[Source document]
NIATx in New Places

By: Mat Roosa, LCSW-R

NIATx launched in 2003 and has been supporting process improvement change efforts ever since. The NIATx in New Places blog series will share the experiences of NIATx practitioners old and new. 

We will learn how NIATx has been rebooted and repurposed in many new settings, and how it continues to have a major impact in the places where the model was originally used. We will hear from some of the original NIATx members who are still finding new ways to use the NIATx tools 20 years later and from others newer to NIATx who are finding paths forward to support new projects and improvements. We will share stories about the impact of NIATx on service systems, provider organizations, and on the paths of individuals who are blazing trails in health and human service practice, policy, and research.

My own career path has been influenced by NIATx more than any other factor, and I look forward to reading about the stories and experiences of others who have used NIATx in new places.

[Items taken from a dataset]
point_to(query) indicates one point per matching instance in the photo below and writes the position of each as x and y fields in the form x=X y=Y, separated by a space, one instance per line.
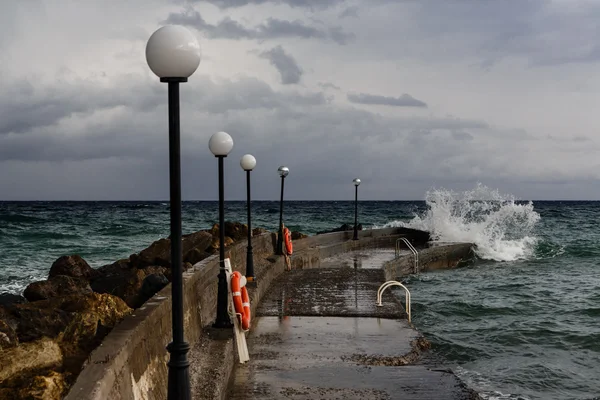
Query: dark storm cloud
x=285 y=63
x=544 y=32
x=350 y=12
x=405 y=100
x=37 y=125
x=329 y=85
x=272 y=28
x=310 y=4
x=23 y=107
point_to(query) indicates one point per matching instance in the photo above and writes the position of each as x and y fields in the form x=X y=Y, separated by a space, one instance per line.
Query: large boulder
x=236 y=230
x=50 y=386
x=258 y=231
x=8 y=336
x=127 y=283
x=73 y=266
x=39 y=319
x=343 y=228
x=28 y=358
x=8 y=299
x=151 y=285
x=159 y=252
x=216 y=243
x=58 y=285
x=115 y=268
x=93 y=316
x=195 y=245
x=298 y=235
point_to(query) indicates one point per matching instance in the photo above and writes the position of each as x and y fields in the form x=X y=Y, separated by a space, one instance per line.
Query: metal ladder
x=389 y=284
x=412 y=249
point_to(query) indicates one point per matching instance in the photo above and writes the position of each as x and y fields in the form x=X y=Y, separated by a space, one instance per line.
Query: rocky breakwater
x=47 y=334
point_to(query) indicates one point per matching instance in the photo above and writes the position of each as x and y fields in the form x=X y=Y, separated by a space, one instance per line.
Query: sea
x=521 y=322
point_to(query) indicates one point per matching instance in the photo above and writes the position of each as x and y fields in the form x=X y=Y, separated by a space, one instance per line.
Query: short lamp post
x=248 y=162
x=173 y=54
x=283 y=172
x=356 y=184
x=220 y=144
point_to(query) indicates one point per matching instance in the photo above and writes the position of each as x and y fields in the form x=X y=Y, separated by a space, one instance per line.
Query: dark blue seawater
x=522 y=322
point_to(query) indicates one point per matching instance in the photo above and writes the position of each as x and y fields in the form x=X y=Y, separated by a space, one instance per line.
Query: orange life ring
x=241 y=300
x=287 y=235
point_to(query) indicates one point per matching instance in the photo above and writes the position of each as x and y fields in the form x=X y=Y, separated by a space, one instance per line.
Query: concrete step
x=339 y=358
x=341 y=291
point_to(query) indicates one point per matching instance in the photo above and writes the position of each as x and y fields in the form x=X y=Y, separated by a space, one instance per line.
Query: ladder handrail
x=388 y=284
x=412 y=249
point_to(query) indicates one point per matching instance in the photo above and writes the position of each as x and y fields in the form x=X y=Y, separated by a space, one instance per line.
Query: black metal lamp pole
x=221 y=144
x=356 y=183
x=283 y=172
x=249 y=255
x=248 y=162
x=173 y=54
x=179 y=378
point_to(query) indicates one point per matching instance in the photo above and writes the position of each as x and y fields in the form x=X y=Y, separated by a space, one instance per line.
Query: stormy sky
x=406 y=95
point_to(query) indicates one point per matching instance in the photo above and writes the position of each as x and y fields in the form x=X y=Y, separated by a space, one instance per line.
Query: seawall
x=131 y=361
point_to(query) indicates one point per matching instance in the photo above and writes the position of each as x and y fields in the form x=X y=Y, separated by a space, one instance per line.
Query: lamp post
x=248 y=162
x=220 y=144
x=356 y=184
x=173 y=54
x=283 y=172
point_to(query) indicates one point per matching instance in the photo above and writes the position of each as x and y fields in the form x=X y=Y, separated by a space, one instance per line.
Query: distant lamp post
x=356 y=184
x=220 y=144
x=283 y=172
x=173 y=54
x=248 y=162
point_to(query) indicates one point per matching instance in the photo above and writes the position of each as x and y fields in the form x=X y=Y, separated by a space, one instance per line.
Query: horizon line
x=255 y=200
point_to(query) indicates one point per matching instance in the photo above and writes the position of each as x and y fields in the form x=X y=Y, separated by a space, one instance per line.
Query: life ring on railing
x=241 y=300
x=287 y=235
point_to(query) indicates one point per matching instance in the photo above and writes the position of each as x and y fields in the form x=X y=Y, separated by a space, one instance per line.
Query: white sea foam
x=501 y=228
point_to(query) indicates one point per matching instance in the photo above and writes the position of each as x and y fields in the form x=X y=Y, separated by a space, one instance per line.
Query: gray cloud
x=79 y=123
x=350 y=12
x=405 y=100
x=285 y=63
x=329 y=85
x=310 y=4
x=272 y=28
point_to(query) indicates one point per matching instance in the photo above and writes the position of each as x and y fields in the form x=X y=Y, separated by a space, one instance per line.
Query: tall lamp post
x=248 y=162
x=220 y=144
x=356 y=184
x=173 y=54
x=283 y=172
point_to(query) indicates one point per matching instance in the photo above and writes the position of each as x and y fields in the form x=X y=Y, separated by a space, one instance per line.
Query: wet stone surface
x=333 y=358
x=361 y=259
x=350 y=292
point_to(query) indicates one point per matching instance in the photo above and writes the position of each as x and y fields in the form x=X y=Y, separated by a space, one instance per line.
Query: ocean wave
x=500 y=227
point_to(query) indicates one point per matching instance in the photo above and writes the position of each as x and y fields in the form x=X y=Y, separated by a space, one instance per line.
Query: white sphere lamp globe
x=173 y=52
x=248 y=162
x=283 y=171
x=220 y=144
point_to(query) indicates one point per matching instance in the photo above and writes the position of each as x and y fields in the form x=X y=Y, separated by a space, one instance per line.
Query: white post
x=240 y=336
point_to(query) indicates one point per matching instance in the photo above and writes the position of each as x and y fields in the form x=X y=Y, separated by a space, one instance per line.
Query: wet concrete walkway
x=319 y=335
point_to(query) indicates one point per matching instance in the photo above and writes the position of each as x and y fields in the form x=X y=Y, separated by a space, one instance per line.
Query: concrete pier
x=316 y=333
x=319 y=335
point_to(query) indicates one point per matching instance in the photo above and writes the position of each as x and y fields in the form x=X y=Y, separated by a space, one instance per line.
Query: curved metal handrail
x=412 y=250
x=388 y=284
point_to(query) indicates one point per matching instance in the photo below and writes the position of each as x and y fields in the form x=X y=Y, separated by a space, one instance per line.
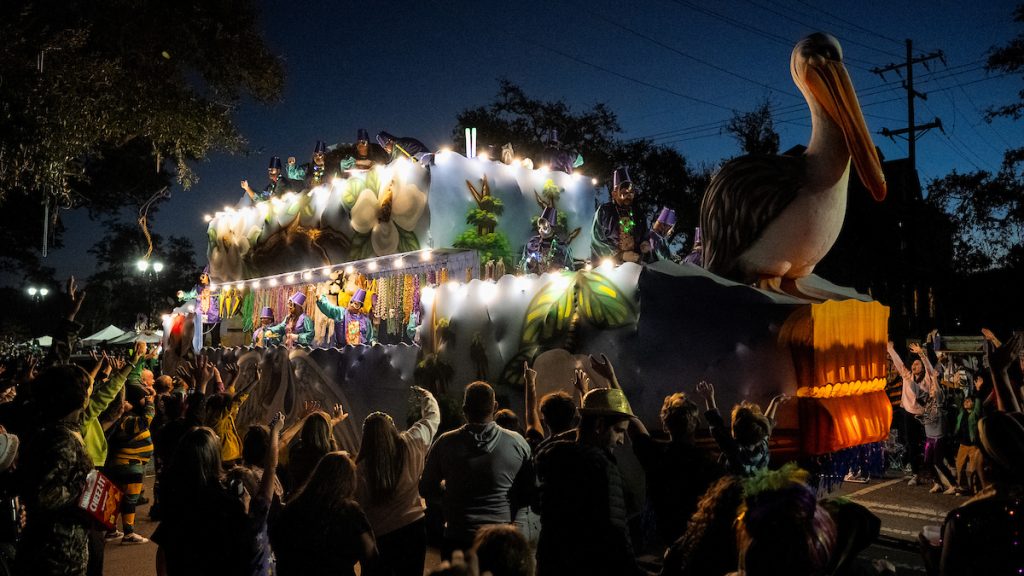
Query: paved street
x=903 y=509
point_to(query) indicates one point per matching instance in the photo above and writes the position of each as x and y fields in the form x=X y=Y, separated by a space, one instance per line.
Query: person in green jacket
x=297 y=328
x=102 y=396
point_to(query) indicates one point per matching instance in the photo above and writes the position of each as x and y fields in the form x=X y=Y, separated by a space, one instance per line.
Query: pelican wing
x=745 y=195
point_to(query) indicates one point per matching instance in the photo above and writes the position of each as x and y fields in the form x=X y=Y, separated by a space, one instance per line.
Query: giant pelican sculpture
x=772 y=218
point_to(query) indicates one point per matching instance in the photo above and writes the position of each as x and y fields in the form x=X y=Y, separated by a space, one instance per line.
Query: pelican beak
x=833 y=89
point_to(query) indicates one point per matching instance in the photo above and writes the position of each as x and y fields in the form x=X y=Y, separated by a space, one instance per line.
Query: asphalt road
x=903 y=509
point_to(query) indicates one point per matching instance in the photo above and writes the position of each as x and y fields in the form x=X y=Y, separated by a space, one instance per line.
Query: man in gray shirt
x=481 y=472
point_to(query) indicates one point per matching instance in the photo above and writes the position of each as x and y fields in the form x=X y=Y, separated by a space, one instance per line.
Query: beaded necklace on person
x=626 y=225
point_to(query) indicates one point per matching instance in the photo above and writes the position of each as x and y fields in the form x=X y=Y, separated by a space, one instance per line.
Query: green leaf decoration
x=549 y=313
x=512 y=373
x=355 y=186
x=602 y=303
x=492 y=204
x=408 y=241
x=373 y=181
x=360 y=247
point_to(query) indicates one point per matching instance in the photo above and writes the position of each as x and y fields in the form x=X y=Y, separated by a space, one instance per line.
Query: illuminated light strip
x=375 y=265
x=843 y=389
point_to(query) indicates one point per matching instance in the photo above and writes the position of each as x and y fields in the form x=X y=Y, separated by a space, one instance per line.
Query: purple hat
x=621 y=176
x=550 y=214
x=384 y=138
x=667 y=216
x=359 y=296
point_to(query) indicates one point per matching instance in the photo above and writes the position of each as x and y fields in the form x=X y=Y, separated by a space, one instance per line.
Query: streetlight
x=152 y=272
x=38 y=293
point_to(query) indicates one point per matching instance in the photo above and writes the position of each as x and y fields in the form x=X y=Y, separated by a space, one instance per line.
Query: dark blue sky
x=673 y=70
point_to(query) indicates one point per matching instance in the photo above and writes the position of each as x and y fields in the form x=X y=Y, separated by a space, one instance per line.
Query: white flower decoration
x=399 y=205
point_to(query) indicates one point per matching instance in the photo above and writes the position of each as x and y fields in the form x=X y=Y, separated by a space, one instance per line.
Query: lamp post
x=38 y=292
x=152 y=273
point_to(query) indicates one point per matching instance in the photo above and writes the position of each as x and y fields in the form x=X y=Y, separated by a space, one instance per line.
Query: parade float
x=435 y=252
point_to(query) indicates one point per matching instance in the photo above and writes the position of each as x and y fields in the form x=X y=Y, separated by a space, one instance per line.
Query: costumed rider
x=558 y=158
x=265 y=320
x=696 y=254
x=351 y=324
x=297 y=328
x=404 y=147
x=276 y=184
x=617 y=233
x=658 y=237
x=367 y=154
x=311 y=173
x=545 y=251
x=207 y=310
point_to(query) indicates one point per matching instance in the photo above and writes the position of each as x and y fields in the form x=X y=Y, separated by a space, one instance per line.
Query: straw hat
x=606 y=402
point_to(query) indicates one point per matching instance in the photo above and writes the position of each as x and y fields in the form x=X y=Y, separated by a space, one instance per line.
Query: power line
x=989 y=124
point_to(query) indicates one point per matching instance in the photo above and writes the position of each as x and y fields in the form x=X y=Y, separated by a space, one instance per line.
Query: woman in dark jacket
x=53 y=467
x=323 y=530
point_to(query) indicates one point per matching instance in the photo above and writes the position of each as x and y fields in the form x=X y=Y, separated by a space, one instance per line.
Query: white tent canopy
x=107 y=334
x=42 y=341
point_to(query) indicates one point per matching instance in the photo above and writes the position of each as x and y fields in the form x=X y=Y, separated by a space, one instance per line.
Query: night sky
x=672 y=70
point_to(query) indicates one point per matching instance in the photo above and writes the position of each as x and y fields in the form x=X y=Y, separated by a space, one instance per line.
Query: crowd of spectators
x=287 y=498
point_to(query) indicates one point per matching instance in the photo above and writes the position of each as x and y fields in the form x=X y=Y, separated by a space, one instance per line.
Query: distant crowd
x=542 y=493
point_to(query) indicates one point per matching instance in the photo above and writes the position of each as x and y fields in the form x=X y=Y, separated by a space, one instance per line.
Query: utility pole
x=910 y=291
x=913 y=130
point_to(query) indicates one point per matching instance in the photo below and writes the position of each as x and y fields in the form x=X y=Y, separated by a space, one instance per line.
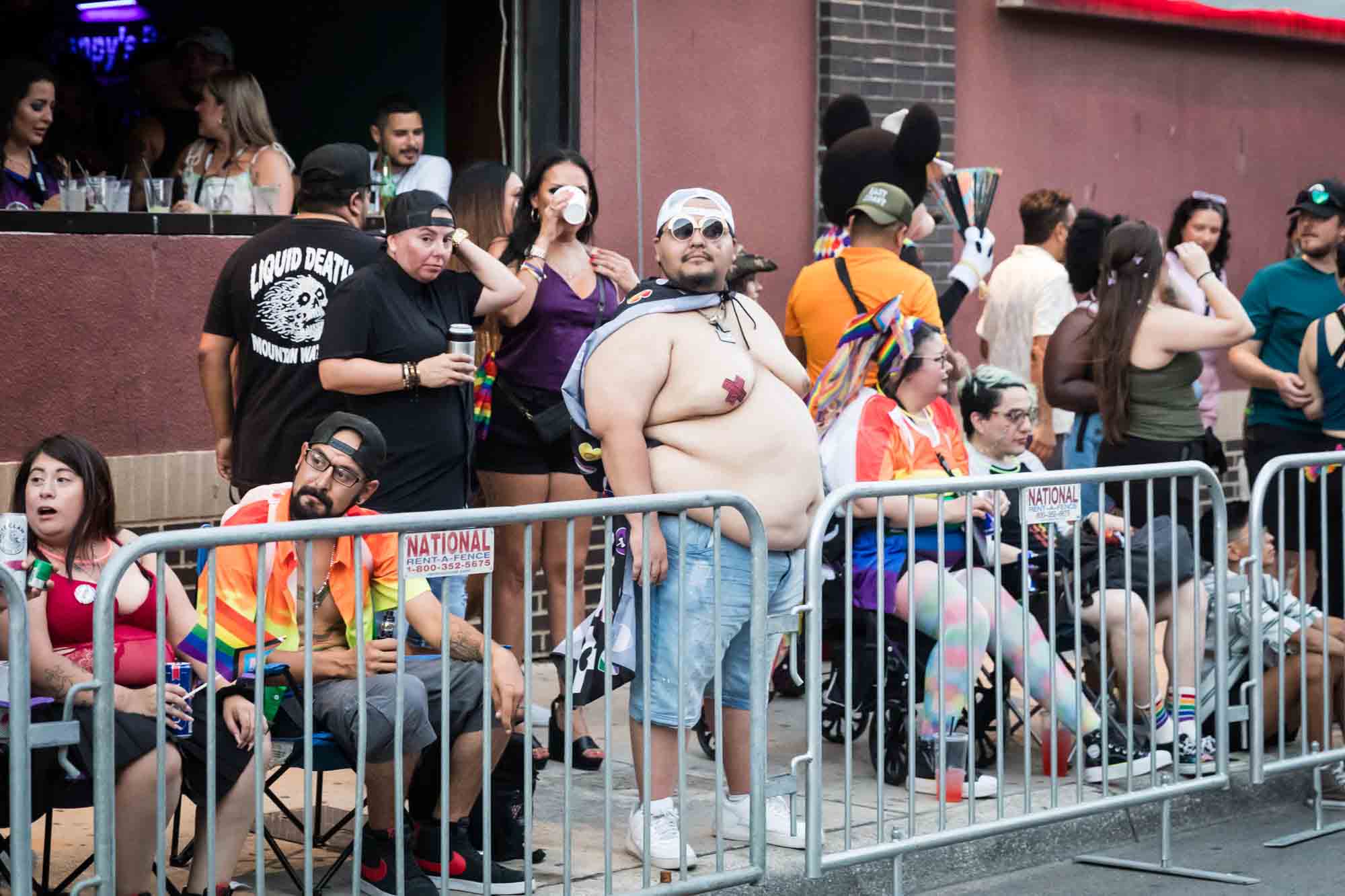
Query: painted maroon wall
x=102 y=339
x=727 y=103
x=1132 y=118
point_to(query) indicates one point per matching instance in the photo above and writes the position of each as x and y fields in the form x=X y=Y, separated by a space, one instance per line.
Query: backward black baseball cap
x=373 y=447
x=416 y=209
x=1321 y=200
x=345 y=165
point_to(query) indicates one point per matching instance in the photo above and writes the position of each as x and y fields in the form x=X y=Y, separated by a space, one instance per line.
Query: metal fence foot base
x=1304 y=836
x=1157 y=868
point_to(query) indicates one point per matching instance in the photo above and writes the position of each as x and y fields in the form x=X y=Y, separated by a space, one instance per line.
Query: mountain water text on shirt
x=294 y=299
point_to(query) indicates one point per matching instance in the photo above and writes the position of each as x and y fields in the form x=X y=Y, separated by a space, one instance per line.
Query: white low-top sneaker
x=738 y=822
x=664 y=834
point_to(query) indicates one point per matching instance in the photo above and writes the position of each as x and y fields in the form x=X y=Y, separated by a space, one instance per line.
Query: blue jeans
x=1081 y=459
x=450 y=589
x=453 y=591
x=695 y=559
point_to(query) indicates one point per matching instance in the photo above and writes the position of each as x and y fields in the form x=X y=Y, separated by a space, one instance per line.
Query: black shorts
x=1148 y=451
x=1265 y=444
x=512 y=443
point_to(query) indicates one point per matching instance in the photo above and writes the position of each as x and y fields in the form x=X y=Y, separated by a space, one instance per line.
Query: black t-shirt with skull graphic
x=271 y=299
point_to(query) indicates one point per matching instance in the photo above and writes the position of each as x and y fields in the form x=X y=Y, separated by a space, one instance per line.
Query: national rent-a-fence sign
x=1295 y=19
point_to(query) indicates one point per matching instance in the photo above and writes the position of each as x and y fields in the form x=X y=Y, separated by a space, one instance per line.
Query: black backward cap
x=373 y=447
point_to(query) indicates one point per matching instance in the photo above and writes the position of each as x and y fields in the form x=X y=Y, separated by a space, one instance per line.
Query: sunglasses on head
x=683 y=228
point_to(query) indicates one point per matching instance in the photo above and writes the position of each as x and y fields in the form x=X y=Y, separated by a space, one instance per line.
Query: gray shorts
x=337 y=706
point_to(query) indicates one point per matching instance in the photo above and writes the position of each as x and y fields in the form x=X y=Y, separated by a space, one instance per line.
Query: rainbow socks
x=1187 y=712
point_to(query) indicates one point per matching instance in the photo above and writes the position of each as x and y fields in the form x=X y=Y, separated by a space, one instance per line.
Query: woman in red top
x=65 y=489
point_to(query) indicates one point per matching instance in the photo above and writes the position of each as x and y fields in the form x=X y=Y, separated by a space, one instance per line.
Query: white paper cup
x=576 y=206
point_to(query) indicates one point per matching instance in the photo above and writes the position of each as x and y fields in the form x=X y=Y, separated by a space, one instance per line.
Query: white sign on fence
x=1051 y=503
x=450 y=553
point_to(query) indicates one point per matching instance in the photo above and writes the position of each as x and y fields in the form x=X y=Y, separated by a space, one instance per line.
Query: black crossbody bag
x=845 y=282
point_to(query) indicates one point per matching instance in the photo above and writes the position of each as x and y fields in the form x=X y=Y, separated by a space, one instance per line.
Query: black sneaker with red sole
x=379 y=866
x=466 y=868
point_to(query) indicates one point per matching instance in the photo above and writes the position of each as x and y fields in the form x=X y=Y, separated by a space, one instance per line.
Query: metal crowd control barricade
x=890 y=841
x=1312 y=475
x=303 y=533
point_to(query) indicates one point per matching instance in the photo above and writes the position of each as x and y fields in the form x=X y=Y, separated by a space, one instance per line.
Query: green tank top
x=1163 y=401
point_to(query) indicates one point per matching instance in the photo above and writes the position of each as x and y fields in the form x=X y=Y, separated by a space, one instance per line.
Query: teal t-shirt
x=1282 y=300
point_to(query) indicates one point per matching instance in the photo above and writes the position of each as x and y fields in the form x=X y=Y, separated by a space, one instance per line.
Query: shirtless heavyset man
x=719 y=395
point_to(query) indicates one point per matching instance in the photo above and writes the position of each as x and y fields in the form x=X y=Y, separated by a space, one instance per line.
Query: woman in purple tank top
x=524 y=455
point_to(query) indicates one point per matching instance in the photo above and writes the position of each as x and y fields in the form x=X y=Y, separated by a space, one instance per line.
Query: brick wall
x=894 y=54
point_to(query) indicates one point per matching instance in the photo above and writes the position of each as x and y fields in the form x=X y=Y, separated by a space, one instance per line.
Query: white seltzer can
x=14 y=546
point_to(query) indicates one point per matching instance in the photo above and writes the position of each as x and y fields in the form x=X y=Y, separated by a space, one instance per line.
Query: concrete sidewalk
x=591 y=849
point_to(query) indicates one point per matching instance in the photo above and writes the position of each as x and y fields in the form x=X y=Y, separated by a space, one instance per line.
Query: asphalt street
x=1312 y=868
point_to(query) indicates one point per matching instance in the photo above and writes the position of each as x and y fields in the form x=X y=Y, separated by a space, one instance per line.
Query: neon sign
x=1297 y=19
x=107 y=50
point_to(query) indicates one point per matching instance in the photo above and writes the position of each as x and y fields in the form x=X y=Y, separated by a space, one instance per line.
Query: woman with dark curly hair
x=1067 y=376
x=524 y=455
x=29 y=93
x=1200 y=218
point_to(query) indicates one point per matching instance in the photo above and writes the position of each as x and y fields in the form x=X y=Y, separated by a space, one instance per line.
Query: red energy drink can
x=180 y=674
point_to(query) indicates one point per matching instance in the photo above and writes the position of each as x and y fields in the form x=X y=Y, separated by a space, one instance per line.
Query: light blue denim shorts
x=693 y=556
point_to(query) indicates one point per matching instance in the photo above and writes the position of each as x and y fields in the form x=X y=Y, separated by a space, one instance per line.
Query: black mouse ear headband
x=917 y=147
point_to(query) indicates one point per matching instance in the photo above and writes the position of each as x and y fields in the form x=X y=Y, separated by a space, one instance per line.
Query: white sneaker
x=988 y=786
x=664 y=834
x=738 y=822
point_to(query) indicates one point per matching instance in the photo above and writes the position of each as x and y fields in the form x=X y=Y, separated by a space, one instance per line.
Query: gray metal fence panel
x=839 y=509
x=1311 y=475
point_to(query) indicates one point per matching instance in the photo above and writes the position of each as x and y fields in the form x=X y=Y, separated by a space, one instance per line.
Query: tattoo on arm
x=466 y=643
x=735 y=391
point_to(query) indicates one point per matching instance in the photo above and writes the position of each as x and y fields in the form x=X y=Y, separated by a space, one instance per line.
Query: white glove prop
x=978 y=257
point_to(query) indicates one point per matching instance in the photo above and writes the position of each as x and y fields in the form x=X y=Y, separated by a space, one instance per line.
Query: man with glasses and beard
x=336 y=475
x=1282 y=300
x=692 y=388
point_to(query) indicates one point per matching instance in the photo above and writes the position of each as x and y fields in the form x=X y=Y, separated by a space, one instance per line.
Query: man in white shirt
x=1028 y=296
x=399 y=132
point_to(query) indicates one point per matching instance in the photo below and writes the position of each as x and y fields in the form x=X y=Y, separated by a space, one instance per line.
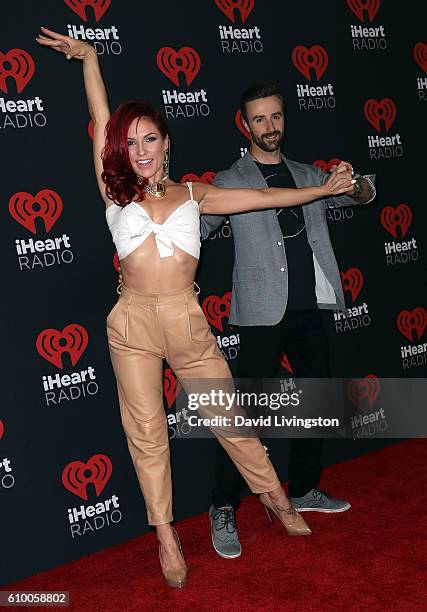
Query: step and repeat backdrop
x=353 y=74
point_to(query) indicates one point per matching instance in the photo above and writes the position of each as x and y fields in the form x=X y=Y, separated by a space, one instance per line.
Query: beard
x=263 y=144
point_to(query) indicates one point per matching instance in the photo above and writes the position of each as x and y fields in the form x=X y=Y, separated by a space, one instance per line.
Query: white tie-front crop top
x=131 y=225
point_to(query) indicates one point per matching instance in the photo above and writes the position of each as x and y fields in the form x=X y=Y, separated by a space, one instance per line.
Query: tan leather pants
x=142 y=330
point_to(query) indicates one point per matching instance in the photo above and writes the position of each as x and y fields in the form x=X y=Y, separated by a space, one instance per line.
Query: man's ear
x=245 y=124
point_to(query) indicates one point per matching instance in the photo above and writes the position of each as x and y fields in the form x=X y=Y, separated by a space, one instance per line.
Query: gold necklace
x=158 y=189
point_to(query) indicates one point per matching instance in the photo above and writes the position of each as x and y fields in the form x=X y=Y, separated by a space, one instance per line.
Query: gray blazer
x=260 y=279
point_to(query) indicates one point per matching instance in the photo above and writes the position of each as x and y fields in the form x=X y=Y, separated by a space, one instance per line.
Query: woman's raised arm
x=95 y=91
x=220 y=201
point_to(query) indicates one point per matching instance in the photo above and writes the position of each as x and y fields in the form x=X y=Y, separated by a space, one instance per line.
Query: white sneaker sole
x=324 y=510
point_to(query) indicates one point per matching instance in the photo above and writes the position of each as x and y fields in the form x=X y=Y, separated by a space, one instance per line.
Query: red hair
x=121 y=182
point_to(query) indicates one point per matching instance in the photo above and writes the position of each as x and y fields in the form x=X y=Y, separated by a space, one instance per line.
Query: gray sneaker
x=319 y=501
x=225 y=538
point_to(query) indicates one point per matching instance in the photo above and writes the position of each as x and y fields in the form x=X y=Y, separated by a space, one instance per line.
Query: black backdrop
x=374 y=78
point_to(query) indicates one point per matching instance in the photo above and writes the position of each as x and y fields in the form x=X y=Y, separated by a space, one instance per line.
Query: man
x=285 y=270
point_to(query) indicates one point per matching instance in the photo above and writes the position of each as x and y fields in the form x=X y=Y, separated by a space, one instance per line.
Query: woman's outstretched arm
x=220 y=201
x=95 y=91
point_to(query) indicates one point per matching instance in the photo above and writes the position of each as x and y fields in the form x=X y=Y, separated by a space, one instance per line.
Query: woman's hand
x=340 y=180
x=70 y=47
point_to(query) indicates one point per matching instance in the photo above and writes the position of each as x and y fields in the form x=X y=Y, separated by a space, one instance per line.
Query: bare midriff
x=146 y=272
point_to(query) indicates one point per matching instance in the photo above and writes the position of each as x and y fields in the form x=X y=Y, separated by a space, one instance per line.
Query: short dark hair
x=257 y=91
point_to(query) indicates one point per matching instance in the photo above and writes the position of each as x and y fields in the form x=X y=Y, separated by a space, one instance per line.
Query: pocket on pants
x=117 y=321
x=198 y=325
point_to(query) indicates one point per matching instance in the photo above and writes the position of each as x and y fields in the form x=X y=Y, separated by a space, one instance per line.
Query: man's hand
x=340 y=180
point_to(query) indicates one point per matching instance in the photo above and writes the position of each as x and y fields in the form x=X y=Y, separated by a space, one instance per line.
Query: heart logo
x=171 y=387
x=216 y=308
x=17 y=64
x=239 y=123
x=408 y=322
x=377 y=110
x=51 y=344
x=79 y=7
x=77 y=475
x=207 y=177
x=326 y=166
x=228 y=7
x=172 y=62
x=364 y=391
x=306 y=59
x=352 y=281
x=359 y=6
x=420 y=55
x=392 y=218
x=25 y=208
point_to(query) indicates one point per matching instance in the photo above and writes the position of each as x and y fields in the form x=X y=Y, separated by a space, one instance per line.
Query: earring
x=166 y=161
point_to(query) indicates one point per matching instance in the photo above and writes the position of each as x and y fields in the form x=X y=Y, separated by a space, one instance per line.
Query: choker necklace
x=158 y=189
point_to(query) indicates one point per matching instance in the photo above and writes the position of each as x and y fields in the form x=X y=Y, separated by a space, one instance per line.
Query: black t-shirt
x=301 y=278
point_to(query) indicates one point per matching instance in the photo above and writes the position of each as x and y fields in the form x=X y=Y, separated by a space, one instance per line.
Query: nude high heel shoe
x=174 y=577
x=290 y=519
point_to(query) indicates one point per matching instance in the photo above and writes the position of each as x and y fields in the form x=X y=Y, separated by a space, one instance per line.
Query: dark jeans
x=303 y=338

[Exercise instructions] Reproduce the NIATx blog introduction in full, word for word, from its title to its last sentence.

[Task solution]
NIATx in New Places

By: Mat Roosa, LCSW-R

NIATx launched in 2003 and has been supporting process improvement change efforts ever since. The NIATx in New Places blog series will share the experiences of NIATx practitioners old and new. 

We will learn how NIATx has been rebooted and repurposed in many new settings, and how it continues to have a major impact in the places where the model was originally used. We will hear from some of the original NIATx members who are still finding new ways to use the NIATx tools 20 years later and from others newer to NIATx who are finding paths forward to support new projects and improvements. We will share stories about the impact of NIATx on service systems, provider organizations, and on the paths of individuals who are blazing trails in health and human service practice, policy, and research.

My own career path has been influenced by NIATx more than any other factor, and I look forward to reading about the stories and experiences of others who have used NIATx in new places.